__Referring expression pointing data__

---+---

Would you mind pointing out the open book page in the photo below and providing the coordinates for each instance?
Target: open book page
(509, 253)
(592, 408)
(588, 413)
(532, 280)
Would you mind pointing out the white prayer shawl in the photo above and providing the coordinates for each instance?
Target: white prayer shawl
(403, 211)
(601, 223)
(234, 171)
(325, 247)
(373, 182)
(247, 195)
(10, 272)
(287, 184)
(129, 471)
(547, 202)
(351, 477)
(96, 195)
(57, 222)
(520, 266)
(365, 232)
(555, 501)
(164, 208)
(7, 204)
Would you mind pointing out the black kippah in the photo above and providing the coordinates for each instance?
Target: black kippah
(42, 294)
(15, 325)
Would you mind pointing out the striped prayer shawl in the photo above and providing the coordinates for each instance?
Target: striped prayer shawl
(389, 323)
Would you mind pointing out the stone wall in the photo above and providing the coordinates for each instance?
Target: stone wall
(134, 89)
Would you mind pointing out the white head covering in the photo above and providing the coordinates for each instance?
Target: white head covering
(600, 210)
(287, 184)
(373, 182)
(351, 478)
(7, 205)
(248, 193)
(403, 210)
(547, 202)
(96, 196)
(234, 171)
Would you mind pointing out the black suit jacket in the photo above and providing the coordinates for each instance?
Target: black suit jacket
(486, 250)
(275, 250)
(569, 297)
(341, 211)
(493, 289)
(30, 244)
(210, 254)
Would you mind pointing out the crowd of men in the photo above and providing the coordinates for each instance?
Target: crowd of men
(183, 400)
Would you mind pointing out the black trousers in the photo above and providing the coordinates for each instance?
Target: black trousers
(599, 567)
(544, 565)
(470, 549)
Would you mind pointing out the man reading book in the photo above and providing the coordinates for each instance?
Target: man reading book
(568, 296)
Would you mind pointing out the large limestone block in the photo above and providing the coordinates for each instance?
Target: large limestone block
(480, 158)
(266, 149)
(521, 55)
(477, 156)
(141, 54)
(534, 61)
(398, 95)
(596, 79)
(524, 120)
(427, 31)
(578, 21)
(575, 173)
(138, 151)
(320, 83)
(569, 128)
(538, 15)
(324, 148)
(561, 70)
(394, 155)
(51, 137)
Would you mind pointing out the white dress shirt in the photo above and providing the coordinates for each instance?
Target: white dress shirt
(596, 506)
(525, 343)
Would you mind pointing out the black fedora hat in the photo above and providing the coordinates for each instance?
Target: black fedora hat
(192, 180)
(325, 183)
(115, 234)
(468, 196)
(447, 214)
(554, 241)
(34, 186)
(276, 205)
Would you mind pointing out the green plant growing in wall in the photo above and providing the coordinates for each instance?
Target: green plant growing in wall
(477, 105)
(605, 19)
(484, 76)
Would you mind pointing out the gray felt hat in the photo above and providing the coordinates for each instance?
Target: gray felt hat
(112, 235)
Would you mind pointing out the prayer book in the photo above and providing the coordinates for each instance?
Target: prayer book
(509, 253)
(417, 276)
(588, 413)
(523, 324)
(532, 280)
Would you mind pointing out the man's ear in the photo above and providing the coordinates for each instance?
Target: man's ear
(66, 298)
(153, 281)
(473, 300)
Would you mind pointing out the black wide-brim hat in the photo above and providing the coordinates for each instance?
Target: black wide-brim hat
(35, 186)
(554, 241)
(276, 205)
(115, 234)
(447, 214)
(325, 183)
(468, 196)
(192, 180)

---+---

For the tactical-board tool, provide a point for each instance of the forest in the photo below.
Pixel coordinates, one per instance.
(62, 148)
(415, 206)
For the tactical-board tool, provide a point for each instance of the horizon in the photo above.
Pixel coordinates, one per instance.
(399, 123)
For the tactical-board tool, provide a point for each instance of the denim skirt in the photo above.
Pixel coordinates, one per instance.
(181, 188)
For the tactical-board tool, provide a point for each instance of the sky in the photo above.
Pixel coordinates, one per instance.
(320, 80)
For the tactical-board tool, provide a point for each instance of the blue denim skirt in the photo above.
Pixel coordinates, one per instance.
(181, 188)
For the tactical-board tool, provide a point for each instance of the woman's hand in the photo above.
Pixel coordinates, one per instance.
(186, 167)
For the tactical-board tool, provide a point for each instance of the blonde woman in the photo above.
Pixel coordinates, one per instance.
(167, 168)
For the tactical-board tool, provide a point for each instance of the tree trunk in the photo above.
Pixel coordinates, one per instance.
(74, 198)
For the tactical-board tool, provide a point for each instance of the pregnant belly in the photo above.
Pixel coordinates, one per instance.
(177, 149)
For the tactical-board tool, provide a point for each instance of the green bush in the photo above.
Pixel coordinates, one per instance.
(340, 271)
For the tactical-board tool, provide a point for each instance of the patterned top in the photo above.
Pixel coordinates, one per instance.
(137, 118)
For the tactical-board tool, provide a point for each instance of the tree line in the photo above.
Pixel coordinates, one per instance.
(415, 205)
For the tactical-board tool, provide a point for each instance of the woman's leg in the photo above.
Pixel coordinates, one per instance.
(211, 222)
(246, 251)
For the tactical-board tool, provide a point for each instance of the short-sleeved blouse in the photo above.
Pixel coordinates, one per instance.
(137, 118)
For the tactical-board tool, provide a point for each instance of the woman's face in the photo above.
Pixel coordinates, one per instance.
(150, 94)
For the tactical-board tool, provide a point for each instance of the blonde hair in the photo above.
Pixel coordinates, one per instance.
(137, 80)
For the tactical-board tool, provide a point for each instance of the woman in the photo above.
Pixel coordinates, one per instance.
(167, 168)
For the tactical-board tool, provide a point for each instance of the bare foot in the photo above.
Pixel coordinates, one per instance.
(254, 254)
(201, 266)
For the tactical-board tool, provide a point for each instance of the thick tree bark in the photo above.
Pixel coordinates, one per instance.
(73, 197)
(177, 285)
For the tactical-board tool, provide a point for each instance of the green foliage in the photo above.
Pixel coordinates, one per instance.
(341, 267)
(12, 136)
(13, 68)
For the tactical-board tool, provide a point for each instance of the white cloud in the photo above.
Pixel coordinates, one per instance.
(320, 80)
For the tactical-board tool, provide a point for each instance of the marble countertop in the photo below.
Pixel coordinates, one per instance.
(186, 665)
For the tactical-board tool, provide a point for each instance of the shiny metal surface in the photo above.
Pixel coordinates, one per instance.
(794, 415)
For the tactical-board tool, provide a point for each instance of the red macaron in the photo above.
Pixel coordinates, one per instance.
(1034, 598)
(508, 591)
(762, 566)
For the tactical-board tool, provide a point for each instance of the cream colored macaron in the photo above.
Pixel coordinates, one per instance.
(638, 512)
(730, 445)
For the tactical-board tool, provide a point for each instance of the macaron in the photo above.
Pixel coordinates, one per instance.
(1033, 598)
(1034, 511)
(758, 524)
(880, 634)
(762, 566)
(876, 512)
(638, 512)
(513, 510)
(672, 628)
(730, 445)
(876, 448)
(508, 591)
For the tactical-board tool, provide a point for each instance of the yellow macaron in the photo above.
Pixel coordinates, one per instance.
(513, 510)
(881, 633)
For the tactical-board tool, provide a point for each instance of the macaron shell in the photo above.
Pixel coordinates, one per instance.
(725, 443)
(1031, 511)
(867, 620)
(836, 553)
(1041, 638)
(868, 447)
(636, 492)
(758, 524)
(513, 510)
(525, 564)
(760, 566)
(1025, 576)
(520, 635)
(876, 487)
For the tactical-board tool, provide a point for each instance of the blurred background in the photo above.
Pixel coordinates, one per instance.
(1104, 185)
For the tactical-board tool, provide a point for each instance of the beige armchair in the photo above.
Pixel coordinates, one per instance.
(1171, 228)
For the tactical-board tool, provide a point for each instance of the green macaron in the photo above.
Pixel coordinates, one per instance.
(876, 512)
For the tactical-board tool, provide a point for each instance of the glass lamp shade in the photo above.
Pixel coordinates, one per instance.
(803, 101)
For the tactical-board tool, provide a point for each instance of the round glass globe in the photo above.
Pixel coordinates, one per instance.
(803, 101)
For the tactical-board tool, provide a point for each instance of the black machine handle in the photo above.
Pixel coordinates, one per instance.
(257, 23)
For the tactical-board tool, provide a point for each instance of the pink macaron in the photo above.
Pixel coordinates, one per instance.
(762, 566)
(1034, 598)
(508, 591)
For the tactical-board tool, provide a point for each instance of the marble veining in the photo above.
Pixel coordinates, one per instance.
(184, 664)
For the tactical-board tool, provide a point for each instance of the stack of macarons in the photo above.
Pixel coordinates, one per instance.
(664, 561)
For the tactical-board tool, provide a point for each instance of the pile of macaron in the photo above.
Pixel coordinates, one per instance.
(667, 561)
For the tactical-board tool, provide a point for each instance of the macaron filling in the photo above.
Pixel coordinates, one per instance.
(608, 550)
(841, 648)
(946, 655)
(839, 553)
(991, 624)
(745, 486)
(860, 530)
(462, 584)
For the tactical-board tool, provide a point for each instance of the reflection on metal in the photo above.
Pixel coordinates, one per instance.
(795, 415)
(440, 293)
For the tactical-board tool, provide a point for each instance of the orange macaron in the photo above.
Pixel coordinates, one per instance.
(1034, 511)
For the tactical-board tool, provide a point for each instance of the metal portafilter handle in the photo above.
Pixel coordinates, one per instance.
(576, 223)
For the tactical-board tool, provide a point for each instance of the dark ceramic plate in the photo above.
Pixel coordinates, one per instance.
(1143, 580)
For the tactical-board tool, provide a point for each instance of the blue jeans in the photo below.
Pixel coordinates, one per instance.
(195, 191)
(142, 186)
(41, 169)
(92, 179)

---+---

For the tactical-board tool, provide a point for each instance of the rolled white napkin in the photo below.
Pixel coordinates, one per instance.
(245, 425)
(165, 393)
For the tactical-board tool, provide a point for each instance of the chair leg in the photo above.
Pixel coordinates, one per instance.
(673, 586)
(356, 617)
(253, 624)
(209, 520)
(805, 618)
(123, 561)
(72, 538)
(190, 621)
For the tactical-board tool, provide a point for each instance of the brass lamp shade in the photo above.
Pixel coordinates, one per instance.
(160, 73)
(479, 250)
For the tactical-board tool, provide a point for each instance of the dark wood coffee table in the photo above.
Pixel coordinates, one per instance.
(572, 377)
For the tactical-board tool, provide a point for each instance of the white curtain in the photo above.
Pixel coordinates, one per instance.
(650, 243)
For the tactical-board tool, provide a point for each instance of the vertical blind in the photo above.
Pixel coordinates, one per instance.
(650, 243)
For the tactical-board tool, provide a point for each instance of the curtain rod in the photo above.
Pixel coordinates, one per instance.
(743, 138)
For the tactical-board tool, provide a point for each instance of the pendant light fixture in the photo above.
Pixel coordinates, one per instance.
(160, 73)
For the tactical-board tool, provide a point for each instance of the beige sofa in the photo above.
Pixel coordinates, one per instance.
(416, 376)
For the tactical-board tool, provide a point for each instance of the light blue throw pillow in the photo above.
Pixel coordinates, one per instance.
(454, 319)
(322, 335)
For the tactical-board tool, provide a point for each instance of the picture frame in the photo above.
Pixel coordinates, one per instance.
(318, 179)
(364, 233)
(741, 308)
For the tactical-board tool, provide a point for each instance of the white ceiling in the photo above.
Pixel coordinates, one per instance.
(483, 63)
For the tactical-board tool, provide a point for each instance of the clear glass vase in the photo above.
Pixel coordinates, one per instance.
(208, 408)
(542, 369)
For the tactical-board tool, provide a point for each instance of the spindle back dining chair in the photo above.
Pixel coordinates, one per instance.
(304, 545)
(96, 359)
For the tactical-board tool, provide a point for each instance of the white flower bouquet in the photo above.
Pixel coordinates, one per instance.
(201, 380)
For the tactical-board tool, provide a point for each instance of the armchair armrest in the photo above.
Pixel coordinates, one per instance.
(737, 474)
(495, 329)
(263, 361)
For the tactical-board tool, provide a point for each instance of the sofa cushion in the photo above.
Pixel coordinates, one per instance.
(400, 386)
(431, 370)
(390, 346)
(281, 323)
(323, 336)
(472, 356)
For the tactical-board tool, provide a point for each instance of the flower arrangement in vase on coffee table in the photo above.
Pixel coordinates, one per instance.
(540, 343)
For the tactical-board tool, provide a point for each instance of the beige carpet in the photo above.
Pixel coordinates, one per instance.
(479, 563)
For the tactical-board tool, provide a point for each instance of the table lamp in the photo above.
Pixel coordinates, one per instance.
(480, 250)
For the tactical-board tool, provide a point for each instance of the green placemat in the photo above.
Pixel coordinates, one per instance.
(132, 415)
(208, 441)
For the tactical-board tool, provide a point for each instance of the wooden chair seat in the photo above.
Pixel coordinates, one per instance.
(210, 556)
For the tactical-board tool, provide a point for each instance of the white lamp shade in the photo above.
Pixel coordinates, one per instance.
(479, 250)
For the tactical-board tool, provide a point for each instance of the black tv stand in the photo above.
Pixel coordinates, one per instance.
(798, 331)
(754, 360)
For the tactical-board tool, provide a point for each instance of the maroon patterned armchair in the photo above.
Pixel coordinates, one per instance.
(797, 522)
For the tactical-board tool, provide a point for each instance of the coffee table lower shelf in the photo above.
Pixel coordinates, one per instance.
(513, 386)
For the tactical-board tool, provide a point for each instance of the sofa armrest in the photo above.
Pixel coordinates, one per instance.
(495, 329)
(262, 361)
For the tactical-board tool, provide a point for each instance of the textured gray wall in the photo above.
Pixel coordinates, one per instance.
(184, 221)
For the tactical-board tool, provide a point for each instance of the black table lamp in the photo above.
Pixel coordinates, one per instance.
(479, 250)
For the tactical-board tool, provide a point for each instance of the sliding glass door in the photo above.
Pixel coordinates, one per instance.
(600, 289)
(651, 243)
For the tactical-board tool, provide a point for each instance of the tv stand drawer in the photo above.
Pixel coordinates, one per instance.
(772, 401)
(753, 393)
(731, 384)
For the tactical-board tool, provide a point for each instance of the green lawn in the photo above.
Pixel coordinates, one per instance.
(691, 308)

---+---

__Your objective__
Report, for the data above, every line in which the string "metal" appears.

__Answer__
For the tactical-board tool, provide a point for each instance of the shiny metal surface in the photo above.
For the tactical-board tool, provide a point for each instance of the reflection on metal in the photo above.
For the tactical-board tool, provide a point for each instance of the metal portafilter handle in the photo above.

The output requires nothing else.